YOUR ASSIGNMENT
Using the Uganda post, answer each question:
(a) For how long has the writer been dealing with the constant battle the post describes?
(b) How much did Caroline and Josephine weigh when they were found, and how old were they?
(c) Where does Jovia rank in her class?

STUDY TEXT
☆ ☆ ☆ ☆ ☆ ☆ ☆

Living in Uganda has been one of the most overwhelming experiences I have had. You are constantly being slapped in the face with starvation, AIDS, preventable diseases and death. It’s easy to get discouraged all of the time when there is no way around these things. Someone takes advantage of you because you are white, a girl dies from malaria because her mom can’t pay the equivalent of ten dollars for treatment, and a boy gets overdosed on drugs at a health clinic. Right when you feel like you have done something righ, someone else comes around the corner and rips your heart in two. It’s hard, it’s really hard. I’m speaking to myself when I say that when westerners think that they can come over here and “change the world,” they are wrong. This has been a constant battle that I have dealt with for the past eight months and still dealing with now. I think about how I need to change Uganda just because the corruption is so relevant in these people’s lives. I want the men to stop sleeping around all day while the women do the work. I want hiv/aids to be swiped out from this country. I want a child to be able to live from a common parasite. I want all of these things even though I know that it won’t happen, at least not in my lifetime. I want, I want, I want, I want. It’s really all about me at the end of the day. I want to change the world! I get so caught up on the big pictures that I miss the little redemption stories that are right in front of me. I miss the kids faces from book club when they go swimming. Or the Muslim man who gives prayer to God during a Christian service. When we look at the big picture, of course, of course we are going to get discouraged. Because the big pictures are up to the Lord to decide, not us. It’s not on our time when we find a cure for aids. It’s on his, and on his alone. There will come a day when there will be no suffering or death, but until then, my job is to be his hands and feet and work on the little things that he calls me to do. The little things that is right in front of me even if i can’t see them. The little redemption stories that truly show his grace. The little stories like Caroline and Josephine.
If you don’t remember these girls from a previous post I put up, their names are Caroline and Josephine who have had a sadly normal, but devastating past. Their older sister Jovia is a child of grace and the reason we found these twin girls. We went for a check up on Jovia when we found these two bundles of joy. They were 10lb three year olds who were staring death right in the face. We found them just in time to be able to put them into a children’s rehabilitation program for mal nourished kids. They slowly began to regain some of their strength. Then they left the program and went back to their home to begin growing with their Jaja and Jovia. Months later a man who came on a mission’s trip a while back decided to sponsor them to build a house. This was especially wonderful news due to the fact that their house was slowly disintegrating. After months of building the house, and our relationship with the jaja (grandma) and Jovia, it was time for them to move in…and of course, that required a celebration. Caroline and Josephine are not fully recovered yet, but are getting there. Jovia is 7th in her class and the jaja is starting a self sustaining garden with plenty of vegetables for her girls. Their story is beautiful and is also great reminder that the Lord our God does things in magical ways. This family is forever changed because He has provided us to help them. I don’t believe that it was because our skin was white or that we being Americans, and having more money than most, should do the right thing. It was by his grace alone that they now have a concrete house to live in and a community that loves them. It was by His grace alone that jaja has a garden so she can provide the right nutrients for her girls. It was by His grace alone that we get the privilege to witness this transformation.

☆ ☆ ☆ ☆ ☆ ☆ ☆

RECORD SET
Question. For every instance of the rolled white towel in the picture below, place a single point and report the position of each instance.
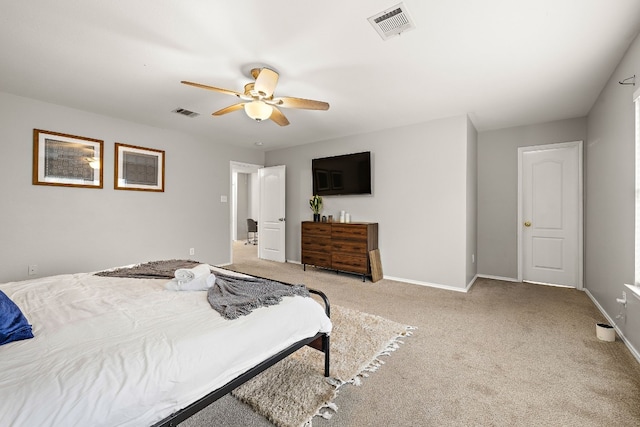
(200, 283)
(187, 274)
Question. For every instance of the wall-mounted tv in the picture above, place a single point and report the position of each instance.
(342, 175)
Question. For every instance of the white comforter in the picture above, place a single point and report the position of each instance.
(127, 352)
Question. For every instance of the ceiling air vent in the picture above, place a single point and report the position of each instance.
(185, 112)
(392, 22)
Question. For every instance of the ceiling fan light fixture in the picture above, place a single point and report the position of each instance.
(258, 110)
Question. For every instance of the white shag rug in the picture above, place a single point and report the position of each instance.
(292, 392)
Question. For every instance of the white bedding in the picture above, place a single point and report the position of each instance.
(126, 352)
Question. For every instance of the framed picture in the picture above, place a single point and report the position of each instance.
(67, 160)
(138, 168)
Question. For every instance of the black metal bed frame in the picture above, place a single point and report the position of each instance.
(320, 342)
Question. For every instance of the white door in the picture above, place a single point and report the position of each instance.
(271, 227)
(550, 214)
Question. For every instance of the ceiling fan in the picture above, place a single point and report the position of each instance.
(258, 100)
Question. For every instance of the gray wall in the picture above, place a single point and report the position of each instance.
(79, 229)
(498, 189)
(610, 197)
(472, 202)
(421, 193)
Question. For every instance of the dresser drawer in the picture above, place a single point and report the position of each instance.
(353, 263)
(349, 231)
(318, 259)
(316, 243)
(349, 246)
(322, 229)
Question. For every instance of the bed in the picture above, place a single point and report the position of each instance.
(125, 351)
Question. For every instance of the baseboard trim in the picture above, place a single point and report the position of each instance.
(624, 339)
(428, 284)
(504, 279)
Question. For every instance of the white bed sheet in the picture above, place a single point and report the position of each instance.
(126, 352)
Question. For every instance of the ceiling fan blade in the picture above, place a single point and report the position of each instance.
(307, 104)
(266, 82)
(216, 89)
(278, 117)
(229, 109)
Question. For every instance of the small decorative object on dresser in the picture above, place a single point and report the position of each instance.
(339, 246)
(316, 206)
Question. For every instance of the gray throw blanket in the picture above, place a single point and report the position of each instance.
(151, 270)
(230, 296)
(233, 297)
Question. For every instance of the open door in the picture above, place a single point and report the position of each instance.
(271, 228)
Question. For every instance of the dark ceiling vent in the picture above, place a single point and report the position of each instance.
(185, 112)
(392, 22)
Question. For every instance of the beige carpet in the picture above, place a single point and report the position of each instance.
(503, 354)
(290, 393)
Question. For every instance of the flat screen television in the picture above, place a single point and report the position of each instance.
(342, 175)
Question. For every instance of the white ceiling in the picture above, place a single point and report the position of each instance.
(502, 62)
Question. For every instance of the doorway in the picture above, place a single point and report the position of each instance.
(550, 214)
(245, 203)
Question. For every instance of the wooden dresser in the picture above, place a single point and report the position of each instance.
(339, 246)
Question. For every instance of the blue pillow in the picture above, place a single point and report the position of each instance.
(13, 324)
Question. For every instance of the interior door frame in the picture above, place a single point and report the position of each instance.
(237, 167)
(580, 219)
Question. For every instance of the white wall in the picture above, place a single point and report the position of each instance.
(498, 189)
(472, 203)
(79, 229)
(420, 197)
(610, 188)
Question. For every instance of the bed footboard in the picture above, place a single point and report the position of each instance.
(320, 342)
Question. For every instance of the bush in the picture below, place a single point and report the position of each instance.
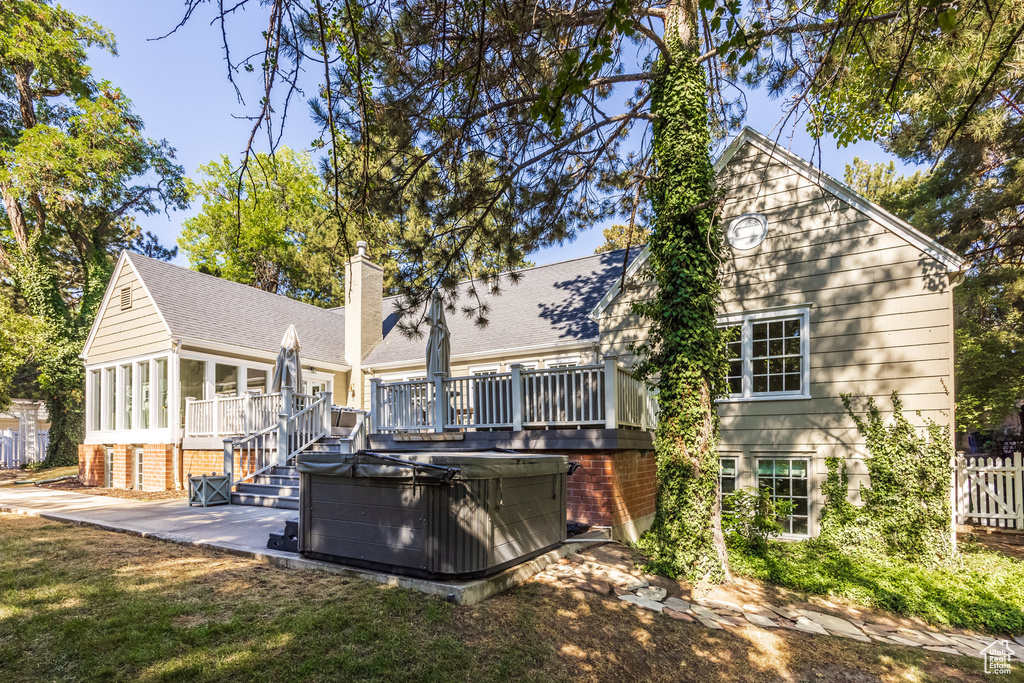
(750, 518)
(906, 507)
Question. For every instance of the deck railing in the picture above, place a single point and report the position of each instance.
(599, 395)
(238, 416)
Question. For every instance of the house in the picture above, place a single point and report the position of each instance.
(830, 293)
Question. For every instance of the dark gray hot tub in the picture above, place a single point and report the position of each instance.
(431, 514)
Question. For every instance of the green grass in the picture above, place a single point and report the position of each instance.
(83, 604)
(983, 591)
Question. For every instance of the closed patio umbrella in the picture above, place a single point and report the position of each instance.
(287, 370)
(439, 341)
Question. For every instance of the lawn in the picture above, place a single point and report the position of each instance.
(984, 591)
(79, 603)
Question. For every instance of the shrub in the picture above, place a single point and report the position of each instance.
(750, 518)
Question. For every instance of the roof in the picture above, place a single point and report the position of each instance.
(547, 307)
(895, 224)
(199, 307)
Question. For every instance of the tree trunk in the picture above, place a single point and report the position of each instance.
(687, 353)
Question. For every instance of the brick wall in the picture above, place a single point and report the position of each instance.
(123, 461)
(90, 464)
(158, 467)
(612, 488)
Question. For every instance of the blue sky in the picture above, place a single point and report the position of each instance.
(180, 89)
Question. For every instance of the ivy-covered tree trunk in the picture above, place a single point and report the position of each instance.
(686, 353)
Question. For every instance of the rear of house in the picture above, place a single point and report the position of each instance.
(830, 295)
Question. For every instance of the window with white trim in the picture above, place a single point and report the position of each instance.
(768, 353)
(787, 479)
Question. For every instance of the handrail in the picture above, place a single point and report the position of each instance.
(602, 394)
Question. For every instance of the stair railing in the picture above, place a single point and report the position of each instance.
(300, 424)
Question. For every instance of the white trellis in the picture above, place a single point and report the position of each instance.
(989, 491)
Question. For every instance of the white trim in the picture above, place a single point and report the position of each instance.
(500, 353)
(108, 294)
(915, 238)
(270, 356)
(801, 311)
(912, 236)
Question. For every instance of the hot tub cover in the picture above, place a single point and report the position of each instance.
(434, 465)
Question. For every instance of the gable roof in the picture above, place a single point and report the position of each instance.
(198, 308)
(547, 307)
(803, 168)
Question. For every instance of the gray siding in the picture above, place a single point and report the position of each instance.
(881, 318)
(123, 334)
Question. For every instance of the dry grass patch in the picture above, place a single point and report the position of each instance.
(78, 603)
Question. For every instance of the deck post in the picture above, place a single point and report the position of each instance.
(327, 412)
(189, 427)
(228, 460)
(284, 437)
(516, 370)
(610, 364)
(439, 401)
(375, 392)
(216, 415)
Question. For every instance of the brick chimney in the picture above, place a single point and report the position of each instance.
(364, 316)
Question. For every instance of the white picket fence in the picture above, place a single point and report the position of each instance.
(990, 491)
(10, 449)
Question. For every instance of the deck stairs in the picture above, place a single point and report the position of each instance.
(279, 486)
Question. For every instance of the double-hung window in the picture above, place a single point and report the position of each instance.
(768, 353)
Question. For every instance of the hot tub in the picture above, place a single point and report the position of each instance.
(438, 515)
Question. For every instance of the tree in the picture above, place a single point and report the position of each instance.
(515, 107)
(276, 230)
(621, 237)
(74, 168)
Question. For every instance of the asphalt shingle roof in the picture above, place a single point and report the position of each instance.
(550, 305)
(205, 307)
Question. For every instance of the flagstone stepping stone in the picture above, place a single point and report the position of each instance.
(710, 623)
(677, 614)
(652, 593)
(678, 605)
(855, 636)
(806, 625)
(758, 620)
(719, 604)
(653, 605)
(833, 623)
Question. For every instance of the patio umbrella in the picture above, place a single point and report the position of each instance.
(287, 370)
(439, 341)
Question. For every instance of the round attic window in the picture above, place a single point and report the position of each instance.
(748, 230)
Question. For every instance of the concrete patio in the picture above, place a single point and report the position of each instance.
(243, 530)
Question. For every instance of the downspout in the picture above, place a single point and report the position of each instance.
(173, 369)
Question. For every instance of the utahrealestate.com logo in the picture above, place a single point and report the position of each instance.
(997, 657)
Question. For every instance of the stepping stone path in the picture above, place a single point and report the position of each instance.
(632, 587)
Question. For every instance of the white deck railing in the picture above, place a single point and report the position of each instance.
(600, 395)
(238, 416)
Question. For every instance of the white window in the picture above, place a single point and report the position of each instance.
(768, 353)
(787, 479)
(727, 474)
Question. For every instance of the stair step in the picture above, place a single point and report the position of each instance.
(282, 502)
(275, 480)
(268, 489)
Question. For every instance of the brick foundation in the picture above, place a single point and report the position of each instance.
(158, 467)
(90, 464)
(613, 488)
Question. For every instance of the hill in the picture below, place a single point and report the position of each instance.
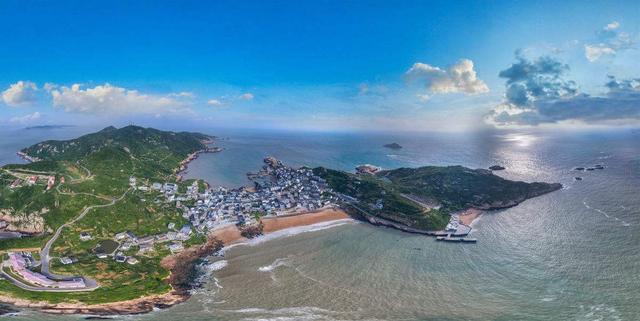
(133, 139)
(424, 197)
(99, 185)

☆ ☆ ☆ ☆ ☆ ☆ ☆

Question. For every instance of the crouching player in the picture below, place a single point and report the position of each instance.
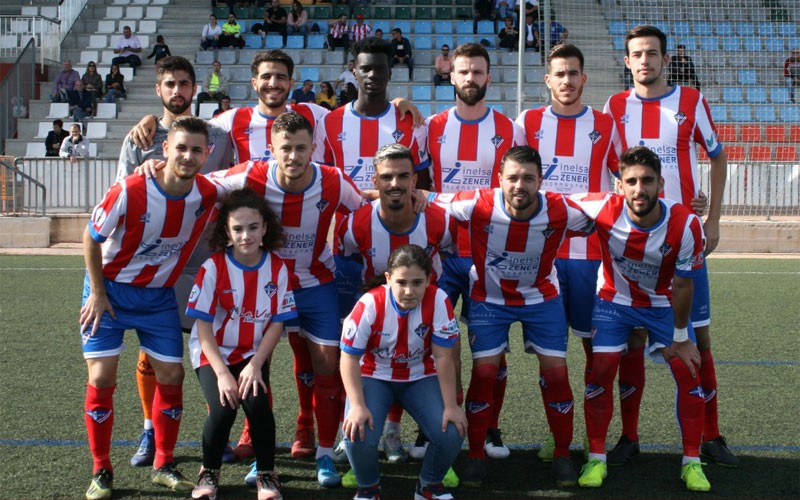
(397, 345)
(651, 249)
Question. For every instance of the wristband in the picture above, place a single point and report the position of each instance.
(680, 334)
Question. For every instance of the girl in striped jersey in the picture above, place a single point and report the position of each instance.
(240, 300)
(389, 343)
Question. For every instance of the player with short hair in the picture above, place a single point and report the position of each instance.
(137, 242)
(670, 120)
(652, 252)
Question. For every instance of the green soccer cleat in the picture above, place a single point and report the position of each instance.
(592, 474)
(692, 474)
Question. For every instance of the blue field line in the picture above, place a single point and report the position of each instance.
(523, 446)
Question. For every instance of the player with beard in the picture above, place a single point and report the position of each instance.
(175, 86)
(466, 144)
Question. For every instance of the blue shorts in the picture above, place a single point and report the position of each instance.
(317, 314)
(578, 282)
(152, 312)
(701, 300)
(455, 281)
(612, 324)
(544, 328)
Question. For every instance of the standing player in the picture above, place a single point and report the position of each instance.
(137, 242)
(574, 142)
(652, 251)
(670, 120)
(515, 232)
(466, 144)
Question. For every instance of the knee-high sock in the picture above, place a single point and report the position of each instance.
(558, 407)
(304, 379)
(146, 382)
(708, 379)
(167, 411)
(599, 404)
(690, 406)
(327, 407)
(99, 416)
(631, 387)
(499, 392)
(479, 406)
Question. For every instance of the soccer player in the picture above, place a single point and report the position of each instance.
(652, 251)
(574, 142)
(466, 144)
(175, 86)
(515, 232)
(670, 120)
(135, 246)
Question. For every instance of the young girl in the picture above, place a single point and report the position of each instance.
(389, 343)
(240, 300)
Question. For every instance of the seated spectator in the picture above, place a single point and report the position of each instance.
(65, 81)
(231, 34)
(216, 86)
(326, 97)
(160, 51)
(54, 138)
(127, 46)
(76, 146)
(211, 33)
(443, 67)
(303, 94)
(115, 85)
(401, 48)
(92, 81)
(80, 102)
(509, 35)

☆ ☆ ☆ ☆ ☆ ☆ ☆

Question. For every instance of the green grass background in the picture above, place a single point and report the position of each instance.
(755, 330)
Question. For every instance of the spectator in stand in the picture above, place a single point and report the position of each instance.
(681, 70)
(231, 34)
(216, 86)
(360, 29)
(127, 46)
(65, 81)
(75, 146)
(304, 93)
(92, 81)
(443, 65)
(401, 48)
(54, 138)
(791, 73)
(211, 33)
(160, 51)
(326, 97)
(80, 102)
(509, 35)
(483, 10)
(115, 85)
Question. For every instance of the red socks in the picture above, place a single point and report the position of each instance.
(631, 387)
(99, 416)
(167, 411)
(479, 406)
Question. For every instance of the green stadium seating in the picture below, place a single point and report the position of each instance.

☆ ☆ ☆ ☆ ☆ ☆ ☆

EXERCISE SOLUTION
(a) For the past eight months, and the writer is still dealing with it.
(b) They weighed 10 lb and were three years old.
(c) Jovia is 7th in her class.